(Dataset excerpts on object pointing)
- - - - - - -
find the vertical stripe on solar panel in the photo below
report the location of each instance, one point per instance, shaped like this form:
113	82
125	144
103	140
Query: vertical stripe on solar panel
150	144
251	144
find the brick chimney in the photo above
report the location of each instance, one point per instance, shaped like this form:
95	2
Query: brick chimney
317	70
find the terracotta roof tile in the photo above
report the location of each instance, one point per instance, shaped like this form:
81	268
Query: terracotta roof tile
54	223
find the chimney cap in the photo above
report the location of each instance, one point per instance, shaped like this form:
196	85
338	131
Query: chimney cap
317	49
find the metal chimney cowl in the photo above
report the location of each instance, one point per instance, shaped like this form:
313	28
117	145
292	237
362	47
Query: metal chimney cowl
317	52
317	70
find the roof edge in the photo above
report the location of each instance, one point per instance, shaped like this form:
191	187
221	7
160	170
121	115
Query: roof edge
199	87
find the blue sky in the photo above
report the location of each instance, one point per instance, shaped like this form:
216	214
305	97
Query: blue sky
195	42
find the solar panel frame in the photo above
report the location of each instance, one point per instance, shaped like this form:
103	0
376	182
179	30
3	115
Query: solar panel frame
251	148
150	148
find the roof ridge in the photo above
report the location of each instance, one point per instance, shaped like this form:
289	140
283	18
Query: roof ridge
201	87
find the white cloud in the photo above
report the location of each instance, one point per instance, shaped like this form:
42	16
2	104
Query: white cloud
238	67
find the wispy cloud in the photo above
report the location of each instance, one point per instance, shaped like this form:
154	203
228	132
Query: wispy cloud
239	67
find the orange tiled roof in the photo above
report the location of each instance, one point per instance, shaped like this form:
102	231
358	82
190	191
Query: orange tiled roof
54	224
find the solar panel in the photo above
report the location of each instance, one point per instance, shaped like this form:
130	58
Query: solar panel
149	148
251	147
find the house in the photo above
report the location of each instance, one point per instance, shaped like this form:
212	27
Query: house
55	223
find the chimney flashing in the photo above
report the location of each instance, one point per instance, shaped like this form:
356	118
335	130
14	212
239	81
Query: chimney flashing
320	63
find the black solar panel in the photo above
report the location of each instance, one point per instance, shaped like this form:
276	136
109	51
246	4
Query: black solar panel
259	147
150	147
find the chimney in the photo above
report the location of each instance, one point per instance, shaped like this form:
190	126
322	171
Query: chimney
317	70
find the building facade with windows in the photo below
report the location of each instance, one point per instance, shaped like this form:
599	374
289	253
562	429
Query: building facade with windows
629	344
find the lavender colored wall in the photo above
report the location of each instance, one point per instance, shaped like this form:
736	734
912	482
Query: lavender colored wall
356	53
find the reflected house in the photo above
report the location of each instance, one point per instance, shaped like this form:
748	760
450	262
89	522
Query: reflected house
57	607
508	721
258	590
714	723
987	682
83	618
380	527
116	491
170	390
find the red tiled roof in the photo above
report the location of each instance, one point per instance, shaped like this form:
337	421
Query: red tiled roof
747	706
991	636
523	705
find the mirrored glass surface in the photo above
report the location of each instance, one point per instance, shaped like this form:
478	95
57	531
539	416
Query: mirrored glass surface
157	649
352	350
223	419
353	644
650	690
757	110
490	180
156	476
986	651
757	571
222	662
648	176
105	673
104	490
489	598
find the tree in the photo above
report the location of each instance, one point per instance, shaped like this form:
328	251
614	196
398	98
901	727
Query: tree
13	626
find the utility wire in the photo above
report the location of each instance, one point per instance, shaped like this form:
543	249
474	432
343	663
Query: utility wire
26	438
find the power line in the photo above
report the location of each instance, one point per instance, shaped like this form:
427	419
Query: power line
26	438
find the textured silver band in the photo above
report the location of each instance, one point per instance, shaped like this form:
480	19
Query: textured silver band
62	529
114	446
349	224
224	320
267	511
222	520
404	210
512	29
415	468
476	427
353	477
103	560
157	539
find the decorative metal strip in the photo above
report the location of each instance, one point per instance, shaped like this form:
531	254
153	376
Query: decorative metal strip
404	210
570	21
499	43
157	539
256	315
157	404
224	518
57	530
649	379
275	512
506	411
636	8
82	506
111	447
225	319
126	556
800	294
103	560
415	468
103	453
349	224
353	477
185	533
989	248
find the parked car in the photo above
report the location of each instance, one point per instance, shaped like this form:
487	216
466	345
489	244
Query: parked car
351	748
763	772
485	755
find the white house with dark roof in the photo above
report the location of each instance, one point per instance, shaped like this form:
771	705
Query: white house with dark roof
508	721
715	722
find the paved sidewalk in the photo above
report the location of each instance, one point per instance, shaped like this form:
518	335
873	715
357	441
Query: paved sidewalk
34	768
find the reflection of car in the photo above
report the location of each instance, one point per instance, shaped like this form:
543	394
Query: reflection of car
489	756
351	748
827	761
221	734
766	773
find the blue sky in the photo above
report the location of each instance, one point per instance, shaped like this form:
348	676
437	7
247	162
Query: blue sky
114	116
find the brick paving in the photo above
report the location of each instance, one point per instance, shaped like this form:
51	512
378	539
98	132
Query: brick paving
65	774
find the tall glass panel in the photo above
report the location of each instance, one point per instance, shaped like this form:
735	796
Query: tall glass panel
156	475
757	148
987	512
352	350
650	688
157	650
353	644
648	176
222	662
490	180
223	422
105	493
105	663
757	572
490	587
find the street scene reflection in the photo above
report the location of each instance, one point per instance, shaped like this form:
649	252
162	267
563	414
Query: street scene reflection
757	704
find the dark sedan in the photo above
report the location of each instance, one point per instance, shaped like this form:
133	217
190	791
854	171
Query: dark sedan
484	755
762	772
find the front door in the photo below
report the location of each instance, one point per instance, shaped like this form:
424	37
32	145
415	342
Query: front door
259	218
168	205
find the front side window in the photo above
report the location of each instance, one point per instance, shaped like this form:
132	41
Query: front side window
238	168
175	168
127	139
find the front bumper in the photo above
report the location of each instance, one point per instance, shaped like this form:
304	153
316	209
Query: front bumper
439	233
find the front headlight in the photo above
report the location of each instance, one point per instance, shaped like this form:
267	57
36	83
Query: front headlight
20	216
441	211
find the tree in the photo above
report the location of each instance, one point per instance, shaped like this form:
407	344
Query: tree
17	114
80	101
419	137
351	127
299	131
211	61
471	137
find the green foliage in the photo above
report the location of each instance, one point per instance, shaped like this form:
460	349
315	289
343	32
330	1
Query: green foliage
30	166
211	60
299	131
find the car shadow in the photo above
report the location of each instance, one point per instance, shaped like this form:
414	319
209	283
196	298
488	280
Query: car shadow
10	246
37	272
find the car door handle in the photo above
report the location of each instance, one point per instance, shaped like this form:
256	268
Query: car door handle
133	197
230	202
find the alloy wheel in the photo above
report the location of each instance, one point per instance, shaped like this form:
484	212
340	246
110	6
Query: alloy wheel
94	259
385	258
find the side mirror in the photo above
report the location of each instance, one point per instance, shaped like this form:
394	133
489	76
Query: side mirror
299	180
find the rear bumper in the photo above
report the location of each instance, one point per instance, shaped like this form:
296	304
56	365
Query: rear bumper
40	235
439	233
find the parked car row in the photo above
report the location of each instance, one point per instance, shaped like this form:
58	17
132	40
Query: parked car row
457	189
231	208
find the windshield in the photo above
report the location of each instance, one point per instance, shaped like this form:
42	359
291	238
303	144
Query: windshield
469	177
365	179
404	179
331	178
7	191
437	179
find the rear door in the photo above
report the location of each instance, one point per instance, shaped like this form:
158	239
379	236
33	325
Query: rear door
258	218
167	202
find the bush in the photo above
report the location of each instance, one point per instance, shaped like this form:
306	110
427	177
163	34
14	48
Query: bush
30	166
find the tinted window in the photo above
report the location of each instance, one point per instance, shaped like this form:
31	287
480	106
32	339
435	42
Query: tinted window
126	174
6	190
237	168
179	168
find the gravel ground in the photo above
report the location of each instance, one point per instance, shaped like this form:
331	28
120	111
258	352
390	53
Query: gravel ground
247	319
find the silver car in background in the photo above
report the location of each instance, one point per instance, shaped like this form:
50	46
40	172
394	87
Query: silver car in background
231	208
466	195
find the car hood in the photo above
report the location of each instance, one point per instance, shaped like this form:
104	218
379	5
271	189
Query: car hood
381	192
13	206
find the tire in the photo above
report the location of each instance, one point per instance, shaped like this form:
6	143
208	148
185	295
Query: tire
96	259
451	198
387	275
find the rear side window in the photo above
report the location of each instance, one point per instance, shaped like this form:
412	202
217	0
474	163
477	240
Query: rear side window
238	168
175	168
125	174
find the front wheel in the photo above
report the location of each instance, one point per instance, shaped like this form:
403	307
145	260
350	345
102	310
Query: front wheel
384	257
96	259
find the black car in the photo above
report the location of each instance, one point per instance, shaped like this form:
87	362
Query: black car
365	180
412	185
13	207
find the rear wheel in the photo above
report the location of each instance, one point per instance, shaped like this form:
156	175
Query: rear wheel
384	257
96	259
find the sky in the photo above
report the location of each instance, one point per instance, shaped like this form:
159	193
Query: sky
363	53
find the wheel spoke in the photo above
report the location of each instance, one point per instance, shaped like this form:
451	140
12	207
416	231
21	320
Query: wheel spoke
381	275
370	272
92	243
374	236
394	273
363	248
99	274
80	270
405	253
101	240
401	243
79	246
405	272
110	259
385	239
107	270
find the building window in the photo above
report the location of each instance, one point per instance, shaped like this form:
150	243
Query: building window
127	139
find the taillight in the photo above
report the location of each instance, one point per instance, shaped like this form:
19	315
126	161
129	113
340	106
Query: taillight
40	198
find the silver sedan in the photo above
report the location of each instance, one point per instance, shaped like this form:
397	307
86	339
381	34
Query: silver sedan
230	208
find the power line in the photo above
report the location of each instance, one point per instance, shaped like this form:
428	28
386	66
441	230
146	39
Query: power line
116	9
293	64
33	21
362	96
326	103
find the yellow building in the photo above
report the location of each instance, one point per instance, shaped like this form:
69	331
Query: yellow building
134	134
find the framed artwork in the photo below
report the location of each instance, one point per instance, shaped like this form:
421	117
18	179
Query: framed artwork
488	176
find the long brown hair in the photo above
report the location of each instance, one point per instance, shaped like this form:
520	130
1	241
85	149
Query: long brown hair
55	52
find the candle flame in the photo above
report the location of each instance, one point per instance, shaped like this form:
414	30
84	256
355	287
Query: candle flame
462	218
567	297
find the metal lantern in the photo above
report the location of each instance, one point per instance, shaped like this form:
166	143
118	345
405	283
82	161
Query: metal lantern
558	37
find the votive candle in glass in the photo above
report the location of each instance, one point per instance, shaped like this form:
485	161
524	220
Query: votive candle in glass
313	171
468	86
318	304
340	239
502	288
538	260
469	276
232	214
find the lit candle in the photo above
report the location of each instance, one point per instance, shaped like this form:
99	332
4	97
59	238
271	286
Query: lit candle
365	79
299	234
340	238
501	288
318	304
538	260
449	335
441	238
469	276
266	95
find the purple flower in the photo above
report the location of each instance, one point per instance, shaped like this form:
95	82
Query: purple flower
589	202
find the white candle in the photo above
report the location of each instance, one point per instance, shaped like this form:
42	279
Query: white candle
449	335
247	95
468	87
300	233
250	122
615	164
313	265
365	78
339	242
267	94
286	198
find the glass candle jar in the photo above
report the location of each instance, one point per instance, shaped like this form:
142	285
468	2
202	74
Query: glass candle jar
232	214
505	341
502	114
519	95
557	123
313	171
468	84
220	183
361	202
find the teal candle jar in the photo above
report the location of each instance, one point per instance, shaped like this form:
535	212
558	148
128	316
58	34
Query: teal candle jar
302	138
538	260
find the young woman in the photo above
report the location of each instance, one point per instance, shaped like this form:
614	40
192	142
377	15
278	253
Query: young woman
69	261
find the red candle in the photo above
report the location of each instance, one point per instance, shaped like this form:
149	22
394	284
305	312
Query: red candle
- - - - - - -
● **DIRECTION**
Copy the entries that start at the line containing "find the lit candle in the photo above" and continue through the end, switching every "candle jar" to "candle holder" and keeping everything else the same.

● **ANSWER TO THE PROBLEM**
find the lit candle in the photo above
report the location of each instance, one point per instance, shaped like this form:
99	332
4	97
59	238
271	286
Query: lit candle
365	79
299	234
340	238
501	288
318	304
538	260
449	335
441	238
469	276
266	95
find the purple flower in the photo above
report the location of each instance, one point per instance, shaped like this form:
95	82
Query: purple flower
589	202
find the white candle in the photo above
report the location of each instance, one point per instance, shaped like this form:
42	279
Query: white candle
449	335
247	95
468	87
300	233
250	122
615	164
313	265
365	78
339	242
267	94
286	198
find the glass candle holder in the photo above
report the location of each instance, one point per instance, shaped like this form:
142	285
468	2
202	74
Query: glass candle holder
232	214
505	341
502	114
519	95
557	123
313	171
468	84
220	183
361	202
find the teal candle holder in the photo above
report the location of each instance, one point per instance, shaped like this form:
535	212
558	148
128	316
58	34
Query: teal candle holder
302	138
538	260
find the young woman in the photo above
report the location of each instance, one point per instance, shaped like this form:
614	40
192	142
377	15
278	253
Query: young woman
69	261
find the red candle in the photo above
report the location of each instance, one point per instance, shaped like this form:
149	22
394	284
305	312
Query: red candle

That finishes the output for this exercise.